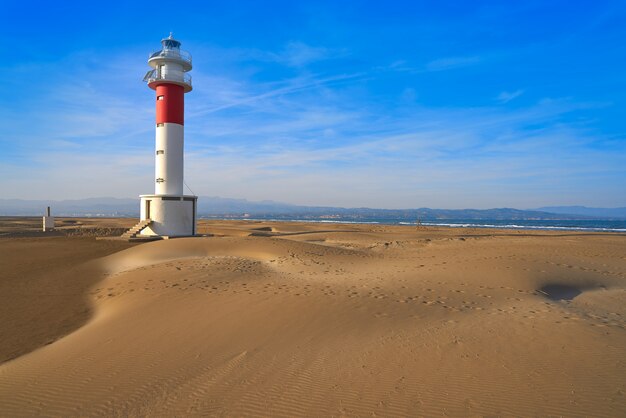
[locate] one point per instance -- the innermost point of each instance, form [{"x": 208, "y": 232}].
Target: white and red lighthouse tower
[{"x": 169, "y": 212}]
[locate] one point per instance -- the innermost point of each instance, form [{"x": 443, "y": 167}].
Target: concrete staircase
[{"x": 132, "y": 232}]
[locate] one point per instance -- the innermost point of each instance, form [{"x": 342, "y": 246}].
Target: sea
[{"x": 616, "y": 226}]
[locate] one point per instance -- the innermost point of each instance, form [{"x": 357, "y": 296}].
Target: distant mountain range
[{"x": 224, "y": 207}]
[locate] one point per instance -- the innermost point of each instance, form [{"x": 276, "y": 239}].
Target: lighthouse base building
[
  {"x": 168, "y": 212},
  {"x": 169, "y": 215}
]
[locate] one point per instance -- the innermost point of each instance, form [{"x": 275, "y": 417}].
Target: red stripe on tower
[{"x": 170, "y": 104}]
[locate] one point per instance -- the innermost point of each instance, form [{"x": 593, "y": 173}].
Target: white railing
[
  {"x": 154, "y": 76},
  {"x": 172, "y": 53}
]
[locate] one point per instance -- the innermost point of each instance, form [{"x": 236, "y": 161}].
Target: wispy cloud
[
  {"x": 506, "y": 96},
  {"x": 309, "y": 137},
  {"x": 449, "y": 63}
]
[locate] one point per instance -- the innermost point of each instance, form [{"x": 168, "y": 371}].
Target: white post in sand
[{"x": 48, "y": 221}]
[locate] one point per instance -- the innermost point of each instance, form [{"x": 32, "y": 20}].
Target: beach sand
[{"x": 295, "y": 319}]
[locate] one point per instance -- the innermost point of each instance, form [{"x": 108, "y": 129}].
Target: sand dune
[{"x": 338, "y": 320}]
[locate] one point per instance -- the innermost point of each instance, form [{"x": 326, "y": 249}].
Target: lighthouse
[{"x": 168, "y": 212}]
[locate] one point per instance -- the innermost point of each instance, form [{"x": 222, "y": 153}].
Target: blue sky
[{"x": 380, "y": 104}]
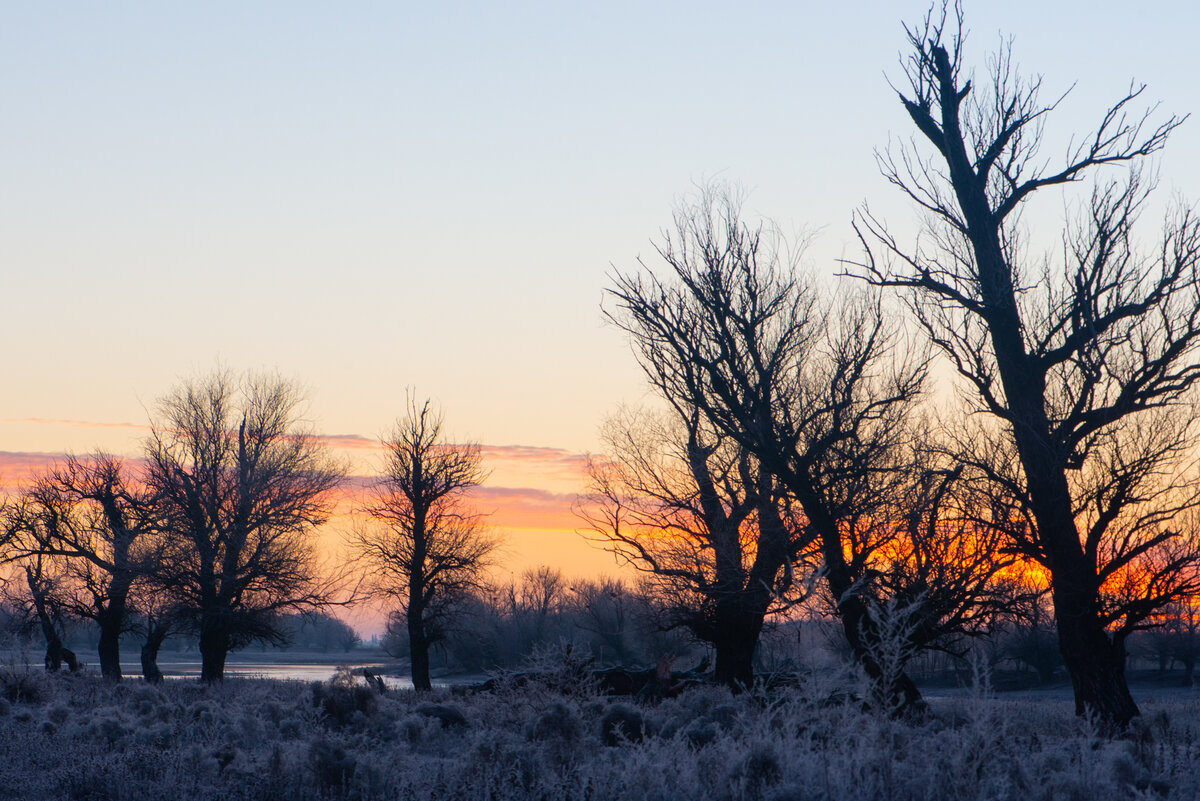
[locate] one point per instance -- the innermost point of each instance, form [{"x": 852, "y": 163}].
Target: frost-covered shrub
[
  {"x": 258, "y": 740},
  {"x": 558, "y": 723},
  {"x": 331, "y": 764},
  {"x": 622, "y": 723},
  {"x": 22, "y": 682},
  {"x": 341, "y": 699}
]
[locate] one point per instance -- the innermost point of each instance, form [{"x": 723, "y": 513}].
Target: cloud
[
  {"x": 531, "y": 453},
  {"x": 78, "y": 423},
  {"x": 17, "y": 468}
]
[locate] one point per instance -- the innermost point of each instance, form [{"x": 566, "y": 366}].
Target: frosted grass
[{"x": 79, "y": 738}]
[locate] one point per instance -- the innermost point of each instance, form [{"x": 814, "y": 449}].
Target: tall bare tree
[
  {"x": 421, "y": 541},
  {"x": 821, "y": 403},
  {"x": 1087, "y": 363},
  {"x": 90, "y": 515},
  {"x": 709, "y": 527},
  {"x": 241, "y": 487}
]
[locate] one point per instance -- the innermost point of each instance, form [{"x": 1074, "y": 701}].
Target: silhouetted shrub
[
  {"x": 450, "y": 716},
  {"x": 342, "y": 697}
]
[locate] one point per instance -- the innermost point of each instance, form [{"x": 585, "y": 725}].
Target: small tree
[
  {"x": 707, "y": 524},
  {"x": 241, "y": 487},
  {"x": 423, "y": 546}
]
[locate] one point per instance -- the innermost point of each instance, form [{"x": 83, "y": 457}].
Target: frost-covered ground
[{"x": 78, "y": 738}]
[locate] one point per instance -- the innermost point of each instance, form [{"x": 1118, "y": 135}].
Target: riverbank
[{"x": 67, "y": 736}]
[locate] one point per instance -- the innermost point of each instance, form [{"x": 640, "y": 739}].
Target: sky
[{"x": 382, "y": 198}]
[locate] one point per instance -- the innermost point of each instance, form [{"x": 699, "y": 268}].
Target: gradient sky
[{"x": 372, "y": 197}]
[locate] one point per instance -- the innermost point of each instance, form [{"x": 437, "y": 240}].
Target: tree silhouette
[
  {"x": 1086, "y": 366},
  {"x": 241, "y": 486},
  {"x": 421, "y": 544},
  {"x": 708, "y": 525}
]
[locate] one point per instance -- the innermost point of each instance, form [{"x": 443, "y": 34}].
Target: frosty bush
[{"x": 255, "y": 739}]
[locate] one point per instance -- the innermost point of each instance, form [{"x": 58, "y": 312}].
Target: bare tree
[
  {"x": 35, "y": 592},
  {"x": 707, "y": 524},
  {"x": 95, "y": 518},
  {"x": 423, "y": 543},
  {"x": 1087, "y": 365},
  {"x": 241, "y": 487},
  {"x": 822, "y": 398}
]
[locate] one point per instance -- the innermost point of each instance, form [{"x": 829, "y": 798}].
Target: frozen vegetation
[{"x": 78, "y": 736}]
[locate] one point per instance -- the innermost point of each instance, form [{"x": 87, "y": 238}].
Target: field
[{"x": 66, "y": 736}]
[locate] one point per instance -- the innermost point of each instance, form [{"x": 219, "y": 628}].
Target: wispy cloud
[
  {"x": 17, "y": 468},
  {"x": 77, "y": 423}
]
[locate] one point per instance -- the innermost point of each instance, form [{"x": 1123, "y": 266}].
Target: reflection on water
[{"x": 247, "y": 669}]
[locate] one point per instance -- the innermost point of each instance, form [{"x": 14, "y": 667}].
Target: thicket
[{"x": 253, "y": 739}]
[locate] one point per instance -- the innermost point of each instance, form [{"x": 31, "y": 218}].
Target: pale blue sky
[{"x": 379, "y": 196}]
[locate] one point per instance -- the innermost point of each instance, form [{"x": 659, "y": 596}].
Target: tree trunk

───

Objective ::
Transcribe all entries above exactly. Drop the pictures.

Finished exercise ::
[locate] one point per instance -- the innermost point of each instance, form [{"x": 208, "y": 232}].
Target: white and red lighthouse tower
[{"x": 169, "y": 212}]
[locate] one point per instance -- the innermost point of each instance, form [{"x": 443, "y": 167}].
Target: concrete staircase
[{"x": 132, "y": 232}]
[locate] one point per instance -- the innermost point of each instance, form [{"x": 342, "y": 246}].
Target: sea
[{"x": 616, "y": 226}]
[locate] one point per instance -- the innermost point of each instance, form [{"x": 357, "y": 296}].
Target: distant mountain range
[{"x": 224, "y": 207}]
[locate] one point per instance -- the innermost point of each instance, form [{"x": 276, "y": 239}].
Target: lighthouse base building
[
  {"x": 168, "y": 212},
  {"x": 169, "y": 215}
]
[locate] one point per instance -- the innermost point of each instance, form [{"x": 275, "y": 417}].
Target: red stripe on tower
[{"x": 170, "y": 104}]
[locate] one point per instance -- the innermost point of each instance, form [{"x": 593, "y": 173}].
Target: white railing
[
  {"x": 154, "y": 76},
  {"x": 172, "y": 53}
]
[locate] one point per instance -- the innermost point of each instance, form [{"x": 236, "y": 161}].
Target: wispy cloud
[
  {"x": 506, "y": 96},
  {"x": 309, "y": 137},
  {"x": 449, "y": 63}
]
[locate] one point per instance -- the innermost point of each instance, form [{"x": 168, "y": 371}].
Target: white post in sand
[{"x": 48, "y": 221}]
[locate] one point per instance -- the innermost point of each instance, form [{"x": 32, "y": 20}].
Target: beach sand
[{"x": 295, "y": 319}]
[locate] one point per instance -- the innermost point of each instance, form [{"x": 108, "y": 129}].
Target: sand dune
[{"x": 338, "y": 320}]
[locate] one point per instance -- the innermost point of each instance, form [{"x": 326, "y": 249}].
Target: lighthouse
[{"x": 168, "y": 212}]
[locate] one point per instance -- the innermost point of each instance, form [{"x": 222, "y": 153}].
Target: blue sky
[{"x": 380, "y": 104}]
[locate] one point per instance -- the innermost point of each instance, form [{"x": 852, "y": 163}].
Target: frost-covered shrub
[
  {"x": 258, "y": 740},
  {"x": 558, "y": 723},
  {"x": 331, "y": 764},
  {"x": 622, "y": 723},
  {"x": 22, "y": 682},
  {"x": 341, "y": 699}
]
[locate] one point per instance -- the innermost point of each instance, form [{"x": 723, "y": 513}].
Target: cloud
[
  {"x": 531, "y": 453},
  {"x": 78, "y": 423},
  {"x": 17, "y": 468}
]
[locate] one point per instance -- the innermost point of each instance, form [{"x": 566, "y": 366}].
Target: frosted grass
[{"x": 79, "y": 738}]
[locate] one point per instance -- the innermost point of each instance, form [{"x": 814, "y": 449}].
Target: tall bare tree
[
  {"x": 421, "y": 541},
  {"x": 821, "y": 403},
  {"x": 1087, "y": 363},
  {"x": 90, "y": 515},
  {"x": 709, "y": 527},
  {"x": 241, "y": 487}
]
[locate] one point per instance -- the innermost point of each instance, form [{"x": 1074, "y": 701}].
Target: silhouetted shrub
[
  {"x": 450, "y": 716},
  {"x": 342, "y": 697}
]
[locate] one point per instance -- the innermost point of each instance, form [{"x": 585, "y": 725}].
Target: small tree
[
  {"x": 707, "y": 524},
  {"x": 241, "y": 487},
  {"x": 423, "y": 546}
]
[locate] one point per instance -- the innermost point of each instance, form [{"x": 83, "y": 457}].
Target: frost-covered ground
[{"x": 78, "y": 738}]
[locate] one point per instance -- the innermost point of each instance, form [{"x": 1118, "y": 135}].
Target: riverbank
[{"x": 67, "y": 736}]
[locate] one point per instance -- the innermost point of each instance, form [{"x": 640, "y": 739}].
Target: sky
[{"x": 382, "y": 198}]
[locate] one point per instance -- the innermost point of each instance, form [{"x": 699, "y": 268}].
Target: gradient sky
[{"x": 372, "y": 197}]
[locate] one point per instance -- the innermost point of each instance, form [{"x": 437, "y": 240}].
Target: tree silhouette
[
  {"x": 1086, "y": 366},
  {"x": 241, "y": 486},
  {"x": 421, "y": 544},
  {"x": 708, "y": 525}
]
[locate] one point per instance -- the innermost point of each instance, form [{"x": 443, "y": 34}].
Target: frosty bush
[{"x": 255, "y": 739}]
[locate] one point per instance -- the innermost point of each instance, form [{"x": 58, "y": 312}].
Target: bare tree
[
  {"x": 35, "y": 592},
  {"x": 707, "y": 524},
  {"x": 95, "y": 518},
  {"x": 423, "y": 543},
  {"x": 1087, "y": 365},
  {"x": 241, "y": 487},
  {"x": 822, "y": 398}
]
[locate] one point per instance -- the innermost point of each instance, form [{"x": 829, "y": 798}].
Target: frozen vegetation
[{"x": 78, "y": 736}]
[locate] one point per instance -- the innermost point of each instance, form [{"x": 87, "y": 238}].
Target: field
[{"x": 66, "y": 736}]
[locate] one point per instance -- the innermost point of each instance, form [{"x": 219, "y": 628}].
Target: wispy cloud
[
  {"x": 17, "y": 468},
  {"x": 77, "y": 423}
]
[locate] one point per instance -- the innermost point of each instance, form [{"x": 1123, "y": 266}].
Target: reflection on water
[{"x": 247, "y": 669}]
[locate] one point per instance -- the innermost point of each instance, form [{"x": 14, "y": 667}].
Target: thicket
[{"x": 253, "y": 739}]
[locate] one point per instance -- the innermost point of each instance, form [{"x": 31, "y": 218}].
Target: pale blue sky
[{"x": 379, "y": 196}]
[locate] one point per instance -- the innermost point of each instance, form [{"x": 659, "y": 596}].
Target: tree trunk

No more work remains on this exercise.